SELECTED EXCERPT ::
· · ·
Abbott’s new approach, which directs the Texas National Guard and Department of Public Safety to transport people they think are undocumented to U.S.-Mexico border crossings, will face court challenges and may end up being as much a publicity stunt as his promise to bus immigrants to Washington, D.C. But it highlights just how one-track the conversation about immigration is. 

In his July executive order, Abbott invoked the 53 deaths in San Antonio, writing that “an immigrant’s journey to the United States can even prove fatal” and suggesting his border security measures would discourage unauthorized immigration. 

Whether it’s President Joe Biden’s continued use of Title 42—a Trump administration holdover that allows Border Patrol to kick people out of the country quickly; former President Donald Trump’s family separation policy; former President Barack Obama’s family detention centers; former President George W. Bush’s wall; former President Bill Clinton’s deportation hearings on Coast Guard vessels in the Caribbean; or former President Dwight D. Eisenhower’s forced marches through the South Texas brushland, the U.S. immigration enforcement system has operated under a single premise since the creation of the Border Patrol in 1924: deterrence. It’s the idea we can somehow make coming to this country more miserable than the natural disasters, civil wars, gang violence, and economic hardship that displace people in the first place.
· · ·
BRIEF A ::
Write out the part of the immigration enforcement passage from "Abbott’s new approach, which" to "discourage unauthorized immigration." without any changes.
The passage and the entries below it are drawn from unrelated sources.

RECORDS SUPPLIED ::
· · ·
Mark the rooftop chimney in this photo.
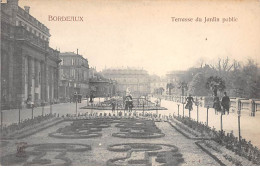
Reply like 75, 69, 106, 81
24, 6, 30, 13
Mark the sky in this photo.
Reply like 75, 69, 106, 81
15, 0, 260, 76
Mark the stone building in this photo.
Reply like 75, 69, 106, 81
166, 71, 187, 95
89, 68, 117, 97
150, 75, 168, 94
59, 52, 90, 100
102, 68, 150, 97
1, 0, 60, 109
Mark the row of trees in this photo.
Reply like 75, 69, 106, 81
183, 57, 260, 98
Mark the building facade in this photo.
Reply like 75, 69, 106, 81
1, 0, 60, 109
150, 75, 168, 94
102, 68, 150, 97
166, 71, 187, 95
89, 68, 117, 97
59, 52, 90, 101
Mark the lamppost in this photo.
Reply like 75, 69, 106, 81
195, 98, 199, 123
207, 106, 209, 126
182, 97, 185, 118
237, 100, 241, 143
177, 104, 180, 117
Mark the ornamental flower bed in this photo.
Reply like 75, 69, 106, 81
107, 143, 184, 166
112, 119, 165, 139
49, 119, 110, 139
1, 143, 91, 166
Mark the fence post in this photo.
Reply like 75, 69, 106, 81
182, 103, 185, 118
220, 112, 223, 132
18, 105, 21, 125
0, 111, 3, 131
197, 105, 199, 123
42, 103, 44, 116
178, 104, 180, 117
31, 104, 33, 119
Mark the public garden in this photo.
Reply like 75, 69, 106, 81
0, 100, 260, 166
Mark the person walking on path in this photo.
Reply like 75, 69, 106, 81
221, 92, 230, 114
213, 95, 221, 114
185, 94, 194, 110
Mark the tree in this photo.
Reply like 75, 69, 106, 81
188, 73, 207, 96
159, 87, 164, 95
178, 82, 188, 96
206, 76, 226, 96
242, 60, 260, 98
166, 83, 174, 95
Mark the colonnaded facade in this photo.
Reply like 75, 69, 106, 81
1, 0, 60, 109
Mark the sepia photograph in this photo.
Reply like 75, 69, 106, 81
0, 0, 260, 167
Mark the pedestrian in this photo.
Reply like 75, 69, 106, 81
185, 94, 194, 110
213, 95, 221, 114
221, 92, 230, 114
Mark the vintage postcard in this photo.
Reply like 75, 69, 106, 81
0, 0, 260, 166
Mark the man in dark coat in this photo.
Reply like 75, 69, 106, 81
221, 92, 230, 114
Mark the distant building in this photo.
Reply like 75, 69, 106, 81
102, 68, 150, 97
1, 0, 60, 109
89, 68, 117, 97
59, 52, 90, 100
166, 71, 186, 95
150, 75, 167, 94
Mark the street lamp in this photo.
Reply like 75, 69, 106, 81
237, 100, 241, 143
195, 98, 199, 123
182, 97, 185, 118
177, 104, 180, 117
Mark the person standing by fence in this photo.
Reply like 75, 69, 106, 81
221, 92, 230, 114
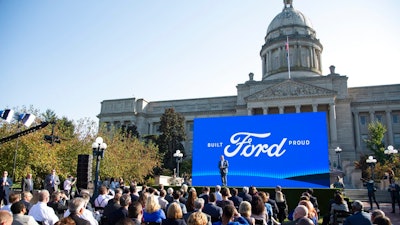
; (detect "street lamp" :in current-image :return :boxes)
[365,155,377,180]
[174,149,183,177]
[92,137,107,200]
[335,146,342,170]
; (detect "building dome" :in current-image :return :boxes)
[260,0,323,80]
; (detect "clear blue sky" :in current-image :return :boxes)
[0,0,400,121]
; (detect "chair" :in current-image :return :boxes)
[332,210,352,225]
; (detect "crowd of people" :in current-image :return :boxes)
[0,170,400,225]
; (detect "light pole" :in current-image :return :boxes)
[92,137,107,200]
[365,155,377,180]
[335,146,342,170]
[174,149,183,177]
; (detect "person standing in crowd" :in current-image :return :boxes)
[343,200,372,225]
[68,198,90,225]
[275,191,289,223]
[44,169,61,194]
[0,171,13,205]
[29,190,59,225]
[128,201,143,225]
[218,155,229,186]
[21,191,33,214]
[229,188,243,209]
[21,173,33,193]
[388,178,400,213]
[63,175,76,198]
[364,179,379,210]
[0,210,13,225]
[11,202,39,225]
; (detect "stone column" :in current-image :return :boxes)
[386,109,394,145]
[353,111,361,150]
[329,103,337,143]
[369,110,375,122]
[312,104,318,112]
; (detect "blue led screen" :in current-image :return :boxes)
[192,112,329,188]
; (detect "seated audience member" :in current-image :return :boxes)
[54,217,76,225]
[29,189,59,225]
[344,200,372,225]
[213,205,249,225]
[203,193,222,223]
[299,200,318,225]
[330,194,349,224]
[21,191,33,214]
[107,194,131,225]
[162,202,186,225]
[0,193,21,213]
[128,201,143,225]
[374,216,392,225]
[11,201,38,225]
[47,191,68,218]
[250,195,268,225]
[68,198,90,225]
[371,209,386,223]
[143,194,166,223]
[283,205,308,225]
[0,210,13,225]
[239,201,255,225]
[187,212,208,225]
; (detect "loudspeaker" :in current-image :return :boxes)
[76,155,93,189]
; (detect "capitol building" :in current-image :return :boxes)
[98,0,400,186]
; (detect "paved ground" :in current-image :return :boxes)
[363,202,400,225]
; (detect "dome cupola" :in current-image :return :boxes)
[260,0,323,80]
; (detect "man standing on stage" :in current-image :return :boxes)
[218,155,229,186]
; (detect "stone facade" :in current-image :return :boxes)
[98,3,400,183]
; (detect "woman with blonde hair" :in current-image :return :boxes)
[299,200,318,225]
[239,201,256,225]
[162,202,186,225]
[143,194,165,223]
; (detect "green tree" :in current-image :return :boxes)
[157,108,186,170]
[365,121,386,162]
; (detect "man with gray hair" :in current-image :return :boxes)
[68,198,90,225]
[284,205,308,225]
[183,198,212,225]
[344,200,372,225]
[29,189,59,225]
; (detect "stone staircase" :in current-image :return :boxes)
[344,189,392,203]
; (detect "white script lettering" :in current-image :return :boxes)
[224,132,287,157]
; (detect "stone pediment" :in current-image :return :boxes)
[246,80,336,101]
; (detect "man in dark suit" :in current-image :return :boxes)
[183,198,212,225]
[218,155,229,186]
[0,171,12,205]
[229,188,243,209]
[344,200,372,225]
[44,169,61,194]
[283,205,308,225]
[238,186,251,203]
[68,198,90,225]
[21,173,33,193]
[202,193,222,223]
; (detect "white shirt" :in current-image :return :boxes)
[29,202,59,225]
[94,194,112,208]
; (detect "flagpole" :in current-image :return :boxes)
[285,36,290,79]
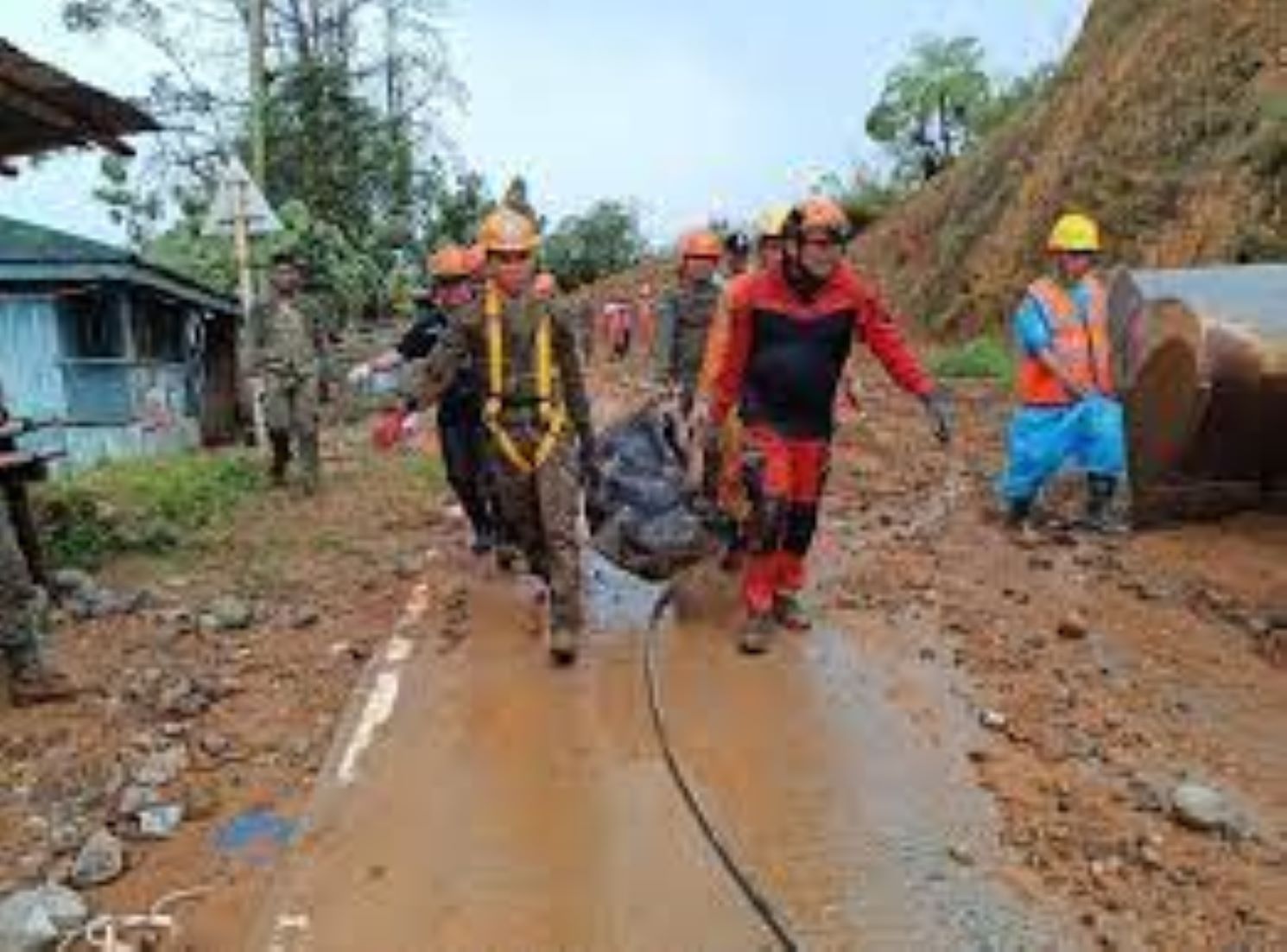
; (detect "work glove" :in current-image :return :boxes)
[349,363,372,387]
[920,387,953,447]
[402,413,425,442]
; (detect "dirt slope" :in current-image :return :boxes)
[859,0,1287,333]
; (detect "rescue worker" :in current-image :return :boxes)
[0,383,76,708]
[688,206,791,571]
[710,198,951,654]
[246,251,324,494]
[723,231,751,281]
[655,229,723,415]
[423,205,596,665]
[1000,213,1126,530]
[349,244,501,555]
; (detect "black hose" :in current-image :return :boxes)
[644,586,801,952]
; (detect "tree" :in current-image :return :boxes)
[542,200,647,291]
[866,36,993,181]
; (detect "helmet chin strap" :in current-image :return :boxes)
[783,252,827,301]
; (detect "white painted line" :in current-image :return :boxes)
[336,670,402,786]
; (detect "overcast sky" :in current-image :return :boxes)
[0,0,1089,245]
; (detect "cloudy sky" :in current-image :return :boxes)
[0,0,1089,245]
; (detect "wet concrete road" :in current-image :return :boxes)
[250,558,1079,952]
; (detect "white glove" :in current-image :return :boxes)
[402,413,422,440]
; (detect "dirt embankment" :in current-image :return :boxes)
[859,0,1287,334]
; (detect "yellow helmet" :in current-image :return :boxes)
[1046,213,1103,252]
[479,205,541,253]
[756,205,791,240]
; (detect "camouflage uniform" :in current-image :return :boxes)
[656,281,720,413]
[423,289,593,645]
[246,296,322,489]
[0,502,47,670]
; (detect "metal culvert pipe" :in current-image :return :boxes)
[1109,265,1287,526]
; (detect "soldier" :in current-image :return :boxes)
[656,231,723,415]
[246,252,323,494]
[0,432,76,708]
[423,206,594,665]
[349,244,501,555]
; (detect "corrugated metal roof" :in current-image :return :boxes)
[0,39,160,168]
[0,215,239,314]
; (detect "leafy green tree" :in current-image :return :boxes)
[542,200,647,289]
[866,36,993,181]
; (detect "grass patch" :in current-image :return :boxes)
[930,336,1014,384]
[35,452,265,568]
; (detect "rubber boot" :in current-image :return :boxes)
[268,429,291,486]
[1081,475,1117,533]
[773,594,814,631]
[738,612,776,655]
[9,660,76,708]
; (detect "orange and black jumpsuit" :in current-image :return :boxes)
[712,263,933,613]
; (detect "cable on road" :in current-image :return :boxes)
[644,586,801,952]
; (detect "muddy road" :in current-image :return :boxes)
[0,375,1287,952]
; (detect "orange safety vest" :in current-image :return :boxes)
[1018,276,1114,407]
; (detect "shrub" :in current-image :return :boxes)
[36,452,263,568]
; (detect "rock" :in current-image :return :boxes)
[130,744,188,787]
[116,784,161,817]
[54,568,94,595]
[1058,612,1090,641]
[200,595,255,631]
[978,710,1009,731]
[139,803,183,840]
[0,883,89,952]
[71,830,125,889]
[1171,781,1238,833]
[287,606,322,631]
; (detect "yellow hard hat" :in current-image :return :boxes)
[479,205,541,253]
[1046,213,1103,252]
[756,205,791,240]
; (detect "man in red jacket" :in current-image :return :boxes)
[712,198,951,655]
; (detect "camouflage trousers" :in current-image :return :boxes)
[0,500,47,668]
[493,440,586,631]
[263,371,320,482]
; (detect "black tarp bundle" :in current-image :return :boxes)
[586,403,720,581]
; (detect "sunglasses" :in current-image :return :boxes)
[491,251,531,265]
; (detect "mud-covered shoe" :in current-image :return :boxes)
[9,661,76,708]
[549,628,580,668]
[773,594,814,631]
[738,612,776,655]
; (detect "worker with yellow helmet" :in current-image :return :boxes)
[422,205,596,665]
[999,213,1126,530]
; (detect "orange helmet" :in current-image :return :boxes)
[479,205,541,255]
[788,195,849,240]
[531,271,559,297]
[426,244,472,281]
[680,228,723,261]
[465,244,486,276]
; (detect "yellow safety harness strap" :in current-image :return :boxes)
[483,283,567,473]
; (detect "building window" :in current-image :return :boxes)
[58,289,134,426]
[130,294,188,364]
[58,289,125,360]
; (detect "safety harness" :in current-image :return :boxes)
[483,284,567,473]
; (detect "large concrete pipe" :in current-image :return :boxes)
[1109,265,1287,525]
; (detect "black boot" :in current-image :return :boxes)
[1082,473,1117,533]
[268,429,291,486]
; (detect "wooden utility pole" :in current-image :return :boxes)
· · ·
BRIEF B ::
Return every line of the entries that contains the string "safety".

SOLUTION A ::
Abbott’s new approach, which directs the Texas National Guard and Department of Public Safety to transport people they think are undocumented to U.S.-Mexico border crossings, will face court challenges and may end up being as much a publicity stunt as his promise to bus immigrants to Washington, D.C. But it highlights just how one-track the conversation about immigration is. 

In his July executive order, Abbott invoked the 53 deaths in San Antonio, writing that “an immigrant’s journey to the United States can even prove fatal” and suggesting his border security measures would discourage unauthorized immigration.

SOLUTION B ::
; (detect "orange safety vest" :in current-image :return :boxes)
; (detect "yellow safety harness strap" :in current-image :return :boxes)
; (detect "safety harness" :in current-image :return :boxes)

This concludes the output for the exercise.